◆ WHAT THIS EXERCISE ASKS
1 – Print the passage of the Oman outlook article between "Ratings agency Standard" and "for Saudi Arabia.", inclusive.
2 – Proceed with the article on S&P's Oman outlook, writing on from its final sentence.

S&P downgrades Oman outlook

07 December 2014

Lower oil prices provoke negative outlook but A/A-1 rating remains

Ratings agency Standard & Poor’s (S&P) has lowered Oman’s outlook from stable to negative in response to the fall in oil prices to below $70 a barrel.

However, the A/A-1 rating on long- and short-term foreign and local currency sovereign credit is unchanged, thanks to Oman’s strong net external and government asset positions, which are about 76 per cent of GDP.

Other agencies have not yet changed their ratings for Gulf countries, but S&P also downgraded the outlook for Saudi Arabia.

Oman has a breakeven price of $101.6 a barrel of oil, according to the Washington-based IMF; its fields are mature and expensive to develop, meaning it will be harder hit by continuing low oil prices than other Gulf states.

Oil accounts for nearly 50 per cent of Oman’s GDP, despite government efforts to diversify the economy.

◆ PROVIDED DATA
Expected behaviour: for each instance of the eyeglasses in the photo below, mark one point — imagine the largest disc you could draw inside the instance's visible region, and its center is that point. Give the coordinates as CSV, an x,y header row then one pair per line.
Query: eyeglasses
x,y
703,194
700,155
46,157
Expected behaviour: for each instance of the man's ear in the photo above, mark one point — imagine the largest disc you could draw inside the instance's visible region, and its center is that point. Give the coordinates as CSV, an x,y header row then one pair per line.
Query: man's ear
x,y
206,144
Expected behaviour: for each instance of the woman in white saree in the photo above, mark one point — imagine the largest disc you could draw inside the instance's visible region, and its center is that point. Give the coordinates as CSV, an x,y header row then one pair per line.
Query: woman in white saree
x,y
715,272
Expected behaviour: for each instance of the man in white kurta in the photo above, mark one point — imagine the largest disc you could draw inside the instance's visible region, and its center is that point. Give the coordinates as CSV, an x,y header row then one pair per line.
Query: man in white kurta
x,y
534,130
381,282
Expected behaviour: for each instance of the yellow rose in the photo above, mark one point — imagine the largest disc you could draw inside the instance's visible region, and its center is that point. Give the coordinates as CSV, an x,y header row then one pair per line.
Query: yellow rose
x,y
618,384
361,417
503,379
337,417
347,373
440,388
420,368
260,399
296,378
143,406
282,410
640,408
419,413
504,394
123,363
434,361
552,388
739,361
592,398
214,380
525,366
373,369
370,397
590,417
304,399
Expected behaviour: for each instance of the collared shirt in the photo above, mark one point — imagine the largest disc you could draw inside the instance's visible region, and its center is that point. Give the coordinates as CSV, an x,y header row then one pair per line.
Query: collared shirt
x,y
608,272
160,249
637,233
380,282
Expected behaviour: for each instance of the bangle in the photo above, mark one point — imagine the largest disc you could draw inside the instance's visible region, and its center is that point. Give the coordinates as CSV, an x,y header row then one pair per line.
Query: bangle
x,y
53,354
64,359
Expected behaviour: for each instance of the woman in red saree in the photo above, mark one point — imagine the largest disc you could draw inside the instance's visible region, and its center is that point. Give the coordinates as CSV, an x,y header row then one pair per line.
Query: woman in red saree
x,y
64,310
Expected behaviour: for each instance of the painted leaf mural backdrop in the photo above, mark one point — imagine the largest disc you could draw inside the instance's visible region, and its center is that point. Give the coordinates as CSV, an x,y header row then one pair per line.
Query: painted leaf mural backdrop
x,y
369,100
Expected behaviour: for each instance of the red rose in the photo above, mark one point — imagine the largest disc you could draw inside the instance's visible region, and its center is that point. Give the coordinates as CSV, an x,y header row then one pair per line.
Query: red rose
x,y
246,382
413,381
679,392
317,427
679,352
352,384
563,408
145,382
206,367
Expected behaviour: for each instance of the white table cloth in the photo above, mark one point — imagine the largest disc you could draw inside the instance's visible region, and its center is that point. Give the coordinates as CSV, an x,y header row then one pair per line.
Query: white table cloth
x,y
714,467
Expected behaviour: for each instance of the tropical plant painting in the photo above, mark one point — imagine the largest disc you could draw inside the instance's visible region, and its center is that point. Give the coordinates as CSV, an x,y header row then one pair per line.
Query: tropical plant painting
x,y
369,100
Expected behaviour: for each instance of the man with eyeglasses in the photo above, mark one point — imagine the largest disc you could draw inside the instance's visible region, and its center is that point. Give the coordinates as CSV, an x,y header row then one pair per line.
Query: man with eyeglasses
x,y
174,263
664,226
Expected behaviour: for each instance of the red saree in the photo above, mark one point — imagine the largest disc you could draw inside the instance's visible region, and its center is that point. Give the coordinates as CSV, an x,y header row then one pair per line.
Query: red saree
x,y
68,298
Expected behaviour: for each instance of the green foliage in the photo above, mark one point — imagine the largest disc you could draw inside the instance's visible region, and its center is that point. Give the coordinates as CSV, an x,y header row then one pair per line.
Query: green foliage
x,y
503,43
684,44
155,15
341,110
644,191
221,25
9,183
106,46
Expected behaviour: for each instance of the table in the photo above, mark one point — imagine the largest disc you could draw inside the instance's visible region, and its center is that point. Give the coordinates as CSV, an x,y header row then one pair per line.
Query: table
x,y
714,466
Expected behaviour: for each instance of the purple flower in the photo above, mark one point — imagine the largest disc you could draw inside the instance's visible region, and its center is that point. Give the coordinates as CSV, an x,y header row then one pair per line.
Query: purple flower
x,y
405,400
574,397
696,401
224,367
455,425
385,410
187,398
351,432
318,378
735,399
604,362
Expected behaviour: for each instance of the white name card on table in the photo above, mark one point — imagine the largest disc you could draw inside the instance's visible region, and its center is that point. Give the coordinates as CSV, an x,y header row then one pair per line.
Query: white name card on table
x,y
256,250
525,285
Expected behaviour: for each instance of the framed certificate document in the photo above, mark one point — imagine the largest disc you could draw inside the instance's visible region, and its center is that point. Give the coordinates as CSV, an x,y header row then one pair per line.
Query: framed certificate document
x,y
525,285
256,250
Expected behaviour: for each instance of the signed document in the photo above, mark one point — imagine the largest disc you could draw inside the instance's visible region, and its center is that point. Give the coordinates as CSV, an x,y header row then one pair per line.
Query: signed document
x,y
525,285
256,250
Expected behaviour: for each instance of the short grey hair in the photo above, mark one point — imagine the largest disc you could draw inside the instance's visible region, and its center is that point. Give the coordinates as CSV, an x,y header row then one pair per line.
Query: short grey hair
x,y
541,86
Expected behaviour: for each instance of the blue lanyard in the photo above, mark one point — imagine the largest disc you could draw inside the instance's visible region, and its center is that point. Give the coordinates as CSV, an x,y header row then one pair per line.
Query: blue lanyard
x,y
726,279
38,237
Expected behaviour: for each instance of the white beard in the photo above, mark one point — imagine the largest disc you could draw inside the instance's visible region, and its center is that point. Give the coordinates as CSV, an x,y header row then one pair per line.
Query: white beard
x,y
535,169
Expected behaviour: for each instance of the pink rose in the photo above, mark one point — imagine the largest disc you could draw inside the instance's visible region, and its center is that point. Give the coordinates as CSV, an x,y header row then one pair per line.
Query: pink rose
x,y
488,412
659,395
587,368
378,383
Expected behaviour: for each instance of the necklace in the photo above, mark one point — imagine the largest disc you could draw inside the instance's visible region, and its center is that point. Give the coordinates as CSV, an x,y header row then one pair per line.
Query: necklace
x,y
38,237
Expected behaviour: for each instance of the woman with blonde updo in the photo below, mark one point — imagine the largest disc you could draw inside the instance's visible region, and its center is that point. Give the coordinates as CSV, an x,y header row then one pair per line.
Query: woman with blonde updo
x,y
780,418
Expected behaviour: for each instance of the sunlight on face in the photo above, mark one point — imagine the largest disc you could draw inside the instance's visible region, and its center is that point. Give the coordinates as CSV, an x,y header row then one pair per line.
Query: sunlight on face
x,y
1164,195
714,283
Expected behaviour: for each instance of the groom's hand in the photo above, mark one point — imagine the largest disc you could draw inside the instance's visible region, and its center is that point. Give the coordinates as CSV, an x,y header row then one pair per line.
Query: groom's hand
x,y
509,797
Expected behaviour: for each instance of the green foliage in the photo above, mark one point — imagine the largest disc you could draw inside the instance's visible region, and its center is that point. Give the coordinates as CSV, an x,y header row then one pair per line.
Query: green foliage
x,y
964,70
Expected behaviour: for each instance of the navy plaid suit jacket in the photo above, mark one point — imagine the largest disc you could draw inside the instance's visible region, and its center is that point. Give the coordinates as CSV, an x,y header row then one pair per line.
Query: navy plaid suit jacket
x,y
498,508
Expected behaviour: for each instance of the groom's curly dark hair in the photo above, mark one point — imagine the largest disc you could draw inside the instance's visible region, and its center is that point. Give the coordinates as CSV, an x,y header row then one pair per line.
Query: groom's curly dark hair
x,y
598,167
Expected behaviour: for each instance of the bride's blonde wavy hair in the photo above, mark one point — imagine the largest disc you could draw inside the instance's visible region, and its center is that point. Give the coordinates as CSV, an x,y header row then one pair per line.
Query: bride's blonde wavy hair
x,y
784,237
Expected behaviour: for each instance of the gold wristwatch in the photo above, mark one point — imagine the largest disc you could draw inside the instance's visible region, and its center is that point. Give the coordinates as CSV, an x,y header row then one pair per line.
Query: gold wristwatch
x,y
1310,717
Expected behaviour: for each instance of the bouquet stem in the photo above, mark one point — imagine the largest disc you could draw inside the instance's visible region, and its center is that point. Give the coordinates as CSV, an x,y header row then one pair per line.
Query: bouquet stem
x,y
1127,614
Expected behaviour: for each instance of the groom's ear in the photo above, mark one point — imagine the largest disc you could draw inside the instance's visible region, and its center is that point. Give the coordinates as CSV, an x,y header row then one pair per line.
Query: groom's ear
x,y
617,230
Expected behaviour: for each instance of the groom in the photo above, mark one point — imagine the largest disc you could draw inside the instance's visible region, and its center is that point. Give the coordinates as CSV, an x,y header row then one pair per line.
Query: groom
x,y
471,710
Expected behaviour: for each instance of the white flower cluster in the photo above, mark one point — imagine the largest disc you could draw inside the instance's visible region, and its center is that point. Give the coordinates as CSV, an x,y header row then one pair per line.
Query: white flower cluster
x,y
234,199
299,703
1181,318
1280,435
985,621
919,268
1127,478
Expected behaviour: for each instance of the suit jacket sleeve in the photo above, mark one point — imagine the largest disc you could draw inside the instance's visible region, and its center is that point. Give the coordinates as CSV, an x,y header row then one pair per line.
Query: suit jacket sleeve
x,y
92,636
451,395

◆ SET OF ANSWERS
1 –
Ratings agency Standard & Poor’s (S&P) has lowered Oman’s outlook from stable to negative in response to the fall in oil prices to below $70 a barrel.

However, the A/A-1 rating on long- and short-term foreign and local currency sovereign credit is unchanged, thanks to Oman’s strong net external and government asset positions, which are about 76 per cent of GDP.

Other agencies have not yet changed their ratings for Gulf countries, but S&P also downgraded the outlook for Saudi Arabia.

2 –
“We now expect the traditional current account surplus, which was equivalent to over 10 per cent of GDP in 2012, to turn to a small deficit in 2017, equivalent to 0.2 per cent of GDP, as oil receipts drop and demand for imports of capital goods remains high,” said S&P. “The deterioration in the fiscal or external positions could be sharper than we currently expect, or growth in real GDP per capita could fail to accelerate.”

The agency predicts GDP growth of 3.6 per cent a year until 2017, slightly lower than previous estimates.

Muscat is expected to cut subsidies, defence spending and lower-priority projects.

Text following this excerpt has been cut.